INPUT DATA:
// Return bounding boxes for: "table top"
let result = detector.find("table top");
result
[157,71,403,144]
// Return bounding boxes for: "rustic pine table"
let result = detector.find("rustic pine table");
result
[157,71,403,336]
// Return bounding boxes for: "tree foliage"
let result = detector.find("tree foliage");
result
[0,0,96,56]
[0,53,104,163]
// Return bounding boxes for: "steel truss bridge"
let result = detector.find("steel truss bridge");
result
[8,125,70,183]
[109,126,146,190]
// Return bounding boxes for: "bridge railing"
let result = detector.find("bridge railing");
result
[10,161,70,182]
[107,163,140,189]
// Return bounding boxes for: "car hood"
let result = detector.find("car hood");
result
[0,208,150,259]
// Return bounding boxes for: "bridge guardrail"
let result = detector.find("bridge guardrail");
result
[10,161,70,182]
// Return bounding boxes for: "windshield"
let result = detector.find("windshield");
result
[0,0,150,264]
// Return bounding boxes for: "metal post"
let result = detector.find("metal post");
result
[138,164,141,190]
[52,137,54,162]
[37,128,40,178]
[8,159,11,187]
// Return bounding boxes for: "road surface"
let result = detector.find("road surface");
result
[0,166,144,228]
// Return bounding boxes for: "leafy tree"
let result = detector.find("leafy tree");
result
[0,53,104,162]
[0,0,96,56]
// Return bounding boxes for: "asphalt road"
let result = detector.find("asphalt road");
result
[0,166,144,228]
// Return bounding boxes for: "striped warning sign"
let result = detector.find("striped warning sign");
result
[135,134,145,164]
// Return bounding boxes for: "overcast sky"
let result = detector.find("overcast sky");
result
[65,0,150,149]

WHAT TO PRODUCE: Express every record above as a two-column CSV with the header row input,output. Write one row per record, with the record's text under input and its answer under output, each field in double quotes and any line breaks replaced by spaces.

PROBLEM SOLUTION:
input,output
"// Return bounding boxes for: ""table top"" let result = detector.find(""table top""); result","[157,71,403,144]"
"// Return bounding boxes for: ""rustic pine table"" let result = detector.find(""rustic pine table""); result","[157,71,403,336]"
"// Return bounding boxes for: ""tree foliage"" let result = detector.find(""tree foliage""); result","[0,0,96,56] [0,53,104,163]"
"// Return bounding boxes for: ""steel truss bridge"" let result = detector.find(""steel truss bridge""); result","[8,125,70,183] [109,126,146,190]"
"// Return bounding boxes for: ""bridge railing"" let result = detector.find(""bridge railing""); result","[10,161,70,182] [107,163,140,189]"
"// Return bounding boxes for: ""car hood"" let result = detector.find(""car hood""); result","[0,208,150,259]"
"// Return bounding boxes for: ""bridge guardrail"" let result = detector.find(""bridge guardrail""); result","[10,161,70,182]"
"// Return bounding boxes for: ""windshield"" let result = detector.find(""windshield""); result","[0,0,150,264]"
"// Return bounding boxes for: ""metal post"" let result = detector.find(""metal post""); result","[138,164,141,190] [52,137,54,162] [37,128,40,178] [8,159,11,187]"
"// Return bounding boxes for: ""road surface"" let result = detector.find(""road surface""); result","[0,166,144,228]"
"// Return bounding boxes for: ""leafy tree"" let result = detector.find(""leafy tree""); result","[0,53,104,162] [0,0,96,56]"
"// Return bounding boxes for: ""asphalt road"" let result = detector.find(""asphalt road""); result","[0,166,144,228]"
"// Return bounding boxes for: ""striped warning sign"" let result = detector.find(""striped warning sign""); result","[135,134,145,164]"
"// Return bounding boxes for: ""overcast sky"" let result = detector.find(""overcast sky""); result","[65,0,150,149]"